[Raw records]
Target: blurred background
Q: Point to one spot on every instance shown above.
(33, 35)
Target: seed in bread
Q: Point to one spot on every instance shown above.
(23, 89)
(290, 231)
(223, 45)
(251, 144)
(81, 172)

> [REQUEST] Reproduce all of the lines above in full, including the requests, but multiply every coordinate in the answers by 0.95 and round each result to a whole number, with halves rounded up.

> [RESULT OF THIS EXERCISE]
Target: blurred background
Q: Point to one spot on every instance shown above.
(31, 33)
Target: seed in bread
Q: Point to one spot on every instance shown above.
(22, 85)
(276, 219)
(212, 43)
(238, 137)
(77, 163)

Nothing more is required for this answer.